[Named object pointing entries]
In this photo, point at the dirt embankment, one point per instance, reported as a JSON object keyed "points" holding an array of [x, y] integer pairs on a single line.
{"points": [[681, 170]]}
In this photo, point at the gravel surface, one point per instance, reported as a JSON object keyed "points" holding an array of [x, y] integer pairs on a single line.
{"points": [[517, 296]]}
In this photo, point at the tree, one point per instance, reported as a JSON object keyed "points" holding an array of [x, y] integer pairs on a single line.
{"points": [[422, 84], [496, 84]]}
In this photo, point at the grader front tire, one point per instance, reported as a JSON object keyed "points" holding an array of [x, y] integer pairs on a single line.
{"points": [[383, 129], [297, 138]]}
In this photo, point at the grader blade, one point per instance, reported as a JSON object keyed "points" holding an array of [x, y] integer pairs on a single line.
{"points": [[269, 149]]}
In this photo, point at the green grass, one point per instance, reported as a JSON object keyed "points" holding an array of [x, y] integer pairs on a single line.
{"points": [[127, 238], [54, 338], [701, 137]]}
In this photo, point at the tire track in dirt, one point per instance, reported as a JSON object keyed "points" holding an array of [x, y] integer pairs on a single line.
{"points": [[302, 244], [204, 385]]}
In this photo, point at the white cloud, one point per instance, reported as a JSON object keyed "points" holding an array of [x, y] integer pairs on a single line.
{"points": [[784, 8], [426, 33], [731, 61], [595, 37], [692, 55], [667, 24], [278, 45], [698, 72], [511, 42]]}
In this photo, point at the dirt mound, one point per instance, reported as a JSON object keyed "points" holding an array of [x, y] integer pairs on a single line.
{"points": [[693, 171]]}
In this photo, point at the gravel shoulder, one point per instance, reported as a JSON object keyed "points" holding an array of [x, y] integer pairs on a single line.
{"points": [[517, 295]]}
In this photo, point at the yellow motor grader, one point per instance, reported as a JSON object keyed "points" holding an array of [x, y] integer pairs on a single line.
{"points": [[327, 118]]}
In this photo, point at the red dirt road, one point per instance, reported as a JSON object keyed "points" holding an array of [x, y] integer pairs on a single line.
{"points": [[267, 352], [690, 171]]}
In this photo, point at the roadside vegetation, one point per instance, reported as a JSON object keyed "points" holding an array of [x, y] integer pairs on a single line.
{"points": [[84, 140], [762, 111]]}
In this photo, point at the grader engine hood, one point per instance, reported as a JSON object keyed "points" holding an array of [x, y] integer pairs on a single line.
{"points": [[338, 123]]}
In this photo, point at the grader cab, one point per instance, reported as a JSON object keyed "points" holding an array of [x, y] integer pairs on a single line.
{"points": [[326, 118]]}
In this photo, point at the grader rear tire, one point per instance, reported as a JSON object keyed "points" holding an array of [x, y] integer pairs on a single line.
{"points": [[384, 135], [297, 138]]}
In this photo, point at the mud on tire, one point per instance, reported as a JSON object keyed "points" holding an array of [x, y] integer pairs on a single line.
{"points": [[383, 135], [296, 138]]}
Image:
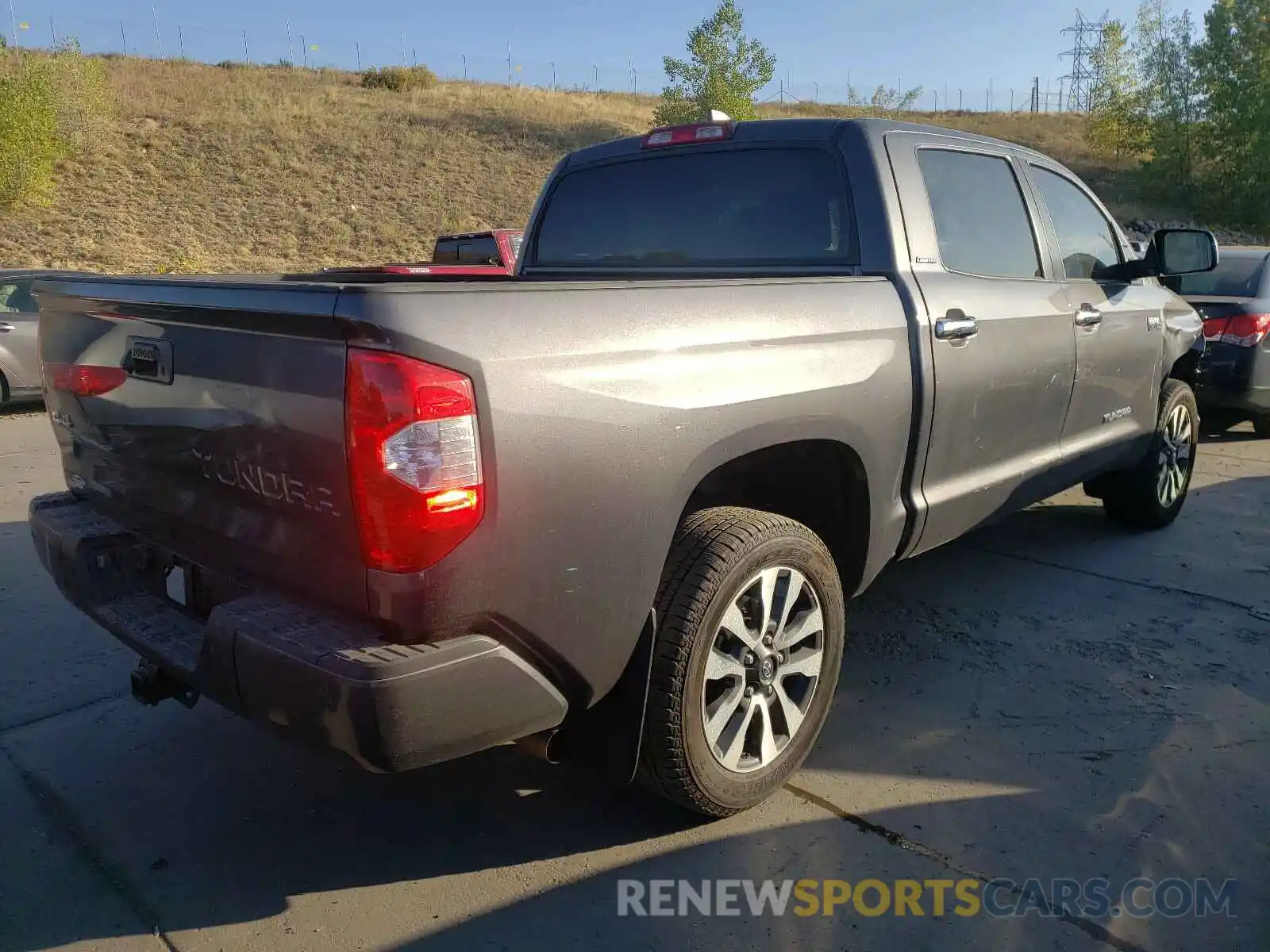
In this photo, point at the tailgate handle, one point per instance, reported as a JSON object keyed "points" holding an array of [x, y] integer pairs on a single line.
{"points": [[149, 359]]}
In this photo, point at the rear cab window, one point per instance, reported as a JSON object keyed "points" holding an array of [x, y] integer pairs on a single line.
{"points": [[724, 207], [981, 220]]}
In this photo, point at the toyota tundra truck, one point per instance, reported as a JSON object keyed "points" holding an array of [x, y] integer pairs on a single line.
{"points": [[615, 505]]}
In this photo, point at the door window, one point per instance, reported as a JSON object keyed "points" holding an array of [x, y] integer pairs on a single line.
{"points": [[1085, 236], [981, 220]]}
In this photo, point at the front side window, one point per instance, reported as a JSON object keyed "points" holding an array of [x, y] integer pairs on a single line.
{"points": [[981, 219], [1086, 240]]}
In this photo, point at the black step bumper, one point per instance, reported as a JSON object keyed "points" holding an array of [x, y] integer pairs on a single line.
{"points": [[298, 668]]}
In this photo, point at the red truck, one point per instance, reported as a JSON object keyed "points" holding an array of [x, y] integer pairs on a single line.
{"points": [[470, 254]]}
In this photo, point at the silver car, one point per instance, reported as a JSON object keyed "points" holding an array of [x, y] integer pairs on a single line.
{"points": [[19, 321]]}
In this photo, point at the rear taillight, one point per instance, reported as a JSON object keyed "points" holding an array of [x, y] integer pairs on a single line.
{"points": [[413, 457], [1240, 329], [83, 380]]}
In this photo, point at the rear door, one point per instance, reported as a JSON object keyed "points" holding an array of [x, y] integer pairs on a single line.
{"points": [[1003, 349], [1117, 327]]}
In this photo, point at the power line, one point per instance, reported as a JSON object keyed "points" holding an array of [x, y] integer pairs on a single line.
{"points": [[1086, 36]]}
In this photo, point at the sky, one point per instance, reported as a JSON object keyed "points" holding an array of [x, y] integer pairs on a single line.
{"points": [[952, 50]]}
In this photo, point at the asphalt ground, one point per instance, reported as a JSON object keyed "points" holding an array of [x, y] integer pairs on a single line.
{"points": [[1049, 698]]}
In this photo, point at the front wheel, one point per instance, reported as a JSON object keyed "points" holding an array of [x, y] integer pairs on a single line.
{"points": [[1151, 495], [749, 647]]}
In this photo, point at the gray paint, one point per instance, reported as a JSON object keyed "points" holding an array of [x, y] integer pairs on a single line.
{"points": [[603, 403]]}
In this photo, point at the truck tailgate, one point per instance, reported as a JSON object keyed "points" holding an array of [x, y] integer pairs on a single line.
{"points": [[209, 416]]}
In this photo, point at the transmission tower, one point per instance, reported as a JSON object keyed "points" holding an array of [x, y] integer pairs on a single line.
{"points": [[1086, 36]]}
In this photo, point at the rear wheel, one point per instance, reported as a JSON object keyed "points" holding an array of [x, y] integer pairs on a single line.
{"points": [[1149, 495], [749, 647]]}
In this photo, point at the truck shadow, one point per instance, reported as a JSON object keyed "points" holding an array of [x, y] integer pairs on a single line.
{"points": [[1049, 697]]}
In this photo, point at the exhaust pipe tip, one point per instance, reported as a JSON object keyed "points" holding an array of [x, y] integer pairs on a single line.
{"points": [[545, 746]]}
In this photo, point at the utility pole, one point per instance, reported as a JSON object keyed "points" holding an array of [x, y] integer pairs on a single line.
{"points": [[1086, 36], [154, 12]]}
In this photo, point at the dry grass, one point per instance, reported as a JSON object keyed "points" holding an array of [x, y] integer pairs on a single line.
{"points": [[273, 169]]}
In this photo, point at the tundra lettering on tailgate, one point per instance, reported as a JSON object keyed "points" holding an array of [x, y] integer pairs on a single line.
{"points": [[270, 484]]}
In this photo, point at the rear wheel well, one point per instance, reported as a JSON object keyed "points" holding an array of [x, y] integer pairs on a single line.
{"points": [[818, 482]]}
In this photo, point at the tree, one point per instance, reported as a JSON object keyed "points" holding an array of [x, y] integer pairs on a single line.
{"points": [[1117, 122], [724, 71], [884, 102], [1172, 95], [1233, 67]]}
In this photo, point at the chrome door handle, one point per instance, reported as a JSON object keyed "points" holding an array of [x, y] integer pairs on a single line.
{"points": [[956, 328]]}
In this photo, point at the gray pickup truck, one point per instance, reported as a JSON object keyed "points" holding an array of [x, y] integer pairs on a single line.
{"points": [[614, 505]]}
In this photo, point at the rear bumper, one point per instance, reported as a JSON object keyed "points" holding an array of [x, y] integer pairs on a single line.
{"points": [[1235, 378], [300, 670]]}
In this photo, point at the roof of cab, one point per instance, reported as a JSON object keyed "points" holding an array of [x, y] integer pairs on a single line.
{"points": [[803, 130]]}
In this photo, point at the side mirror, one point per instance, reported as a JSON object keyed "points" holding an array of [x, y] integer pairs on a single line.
{"points": [[1181, 251]]}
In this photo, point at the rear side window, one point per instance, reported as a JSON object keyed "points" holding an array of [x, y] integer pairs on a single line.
{"points": [[981, 219], [1085, 236], [1244, 276], [18, 298], [725, 207]]}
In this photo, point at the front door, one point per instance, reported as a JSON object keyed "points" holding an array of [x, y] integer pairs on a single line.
{"points": [[1003, 343], [1118, 327]]}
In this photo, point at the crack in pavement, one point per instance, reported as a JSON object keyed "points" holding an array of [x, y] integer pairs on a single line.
{"points": [[899, 839], [59, 812], [73, 708], [1155, 587]]}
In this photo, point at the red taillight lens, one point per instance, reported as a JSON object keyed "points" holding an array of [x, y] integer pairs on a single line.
{"points": [[1241, 329], [685, 135], [413, 457], [83, 380]]}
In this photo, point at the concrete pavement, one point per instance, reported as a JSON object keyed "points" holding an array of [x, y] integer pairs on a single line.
{"points": [[1051, 697]]}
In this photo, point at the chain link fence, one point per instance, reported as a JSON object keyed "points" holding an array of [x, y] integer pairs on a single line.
{"points": [[158, 37]]}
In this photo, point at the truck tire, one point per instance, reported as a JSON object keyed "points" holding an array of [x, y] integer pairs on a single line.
{"points": [[1149, 495], [746, 660]]}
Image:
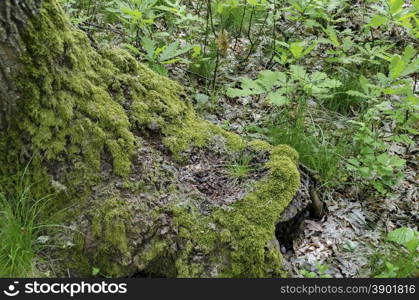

Instruction: Collect every line of the listing that contains the string "tundra" and copy each one out in full.

Expected answer:
In this photo, point at the toyota tundra truck, one point per instance, reported as a JSON object keyed "points" holding an array of [x, y] integer pairs on a single line.
In this photo, point at the tundra lettering on tailgate, one point per instance, reported as a JSON object keyed "points" holding an array of [x, y] integer pairs on a single line.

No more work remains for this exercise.